Texte retenu
##############################
Les pays développés se désindustrialisent depuis 25 ans, ce qui a déplacé vers le monde émergent la fabrication à forte intensité de carbone de l’acier, du ciment, de l’ammoniac et des plastiques. En d’autres termes, les pays émergents produisent maintenant des biens industriels dont ils ont besoin en plus de ce qu’ils produisent également pour le monde développé. Toute discussion sur les émissions et les contraintes régionales devrait refléter ces réalités.
Pour renforcer le point sur le transfert de la production vers le monde en développement, il faut envisager la production d’électricité à partir du charbon. Tous les pays du monde, à l’exception de la Chine, ont réduit leur capacité nette de production au charbon de 8 GW entre janvier 2018 et juin 2019. Au cours de la même période, la Chine a augmenté cette capacité de 43 GW, a 121 GW supplémentaires en construction et finance un quart de tous les nouveaux projets de charbon en Asie. En d’autres termes, la dépendance mondiale à l’égard des exportations chinoises de biens industriels et de consommation bon marché a un coût environnemental substantiel.
Voici un exercice simple de calcul des émissions de CO2. Oubliez la réduction des émissions ; pensez simplement à les maintenir à un niveau constant. Les émissions des économies émergentes ont augmenté de 3 % par an depuis 2007, tandis que celles des pays développés ont diminué de 0,7 %. Supposons que les émissions des économies émergentes augmentent au même rythme et que les pays développés doivent émettre moins. Pour maintenir les émissions mondiales au même niveau, les pays développés devraient réduire leurs émissions d’environ 4 % par an, soit 5 à 6 fois plus vite que le rythme actuel. (…)
La décarbonation a surtout eu lieu sur le réseau électrique. La part de 17 % de l’électricité dans la consommation mondiale d’énergie limite le potentiel de décarbonation du seul réseau ; l’électricité et la décarbonation devront également faire des progrès considérables dans les utilisations industrielles. Si des technologies sont désormais disponibles pour parvenir à l’électrification partielle de certains processus industriels, les preuves de ces transitions sont très limitées, même dans les juridictions qui appliquent des taxes sur le carbone. L’électrification de l’industrie doit obéir à des lois chimiques et physiques, ainsi qu’à des lois économiques. (…)
Sur les transports (…). En 2019, la part des Véhicules électriques dans les achats mondiaux de véhicules légers était de 2,5 %, alors qu’aux États-Unis, elle était de 1,9 % (ces deux parts étaient d’environ 1,2 % en 2017). (…)
La question de la séquestration du carbone. Après 20 ans de développement, les installations de capture du carbone ne stockent que 0,1 % des émissions mondiales chaque année, et il n’existe même pas encore de plan viable pour la capture directe de l’air ou d’autres formes de minéralisation du CO2 à des échelles significatives. Même quelque chose de simple et de bénéfique comme le reboisement est souvent amplifié bien au-delà de son potentiel réel (…)
##############################
Consignes
D'après le texte sur la décarbonation, répondez brièvement :
1. De combien de GW la Chine a-t-elle augmenté sa capacité de production au charbon entre janvier 2018 et juin 2019 ?
2. Quelle est la part de l'électricité dans la consommation mondiale d'énergie ?
3. Quel pourcentage des émissions mondiales les installations de capture du carbone stockent-elles chaque année ?
Les lignes ne sont pas nécessaires pour cet exercice.

Matériel recueilli
##############################
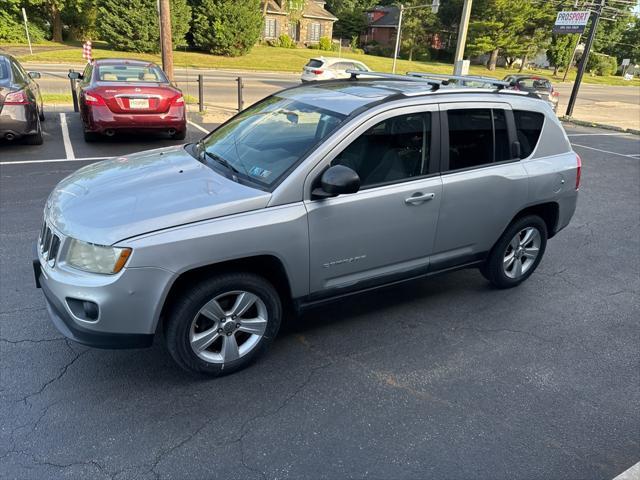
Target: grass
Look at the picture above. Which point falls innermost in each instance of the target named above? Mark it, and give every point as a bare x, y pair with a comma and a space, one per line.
##############################
Réponse
1. 43 GW.
2. 17 %.
3. 0,1 %.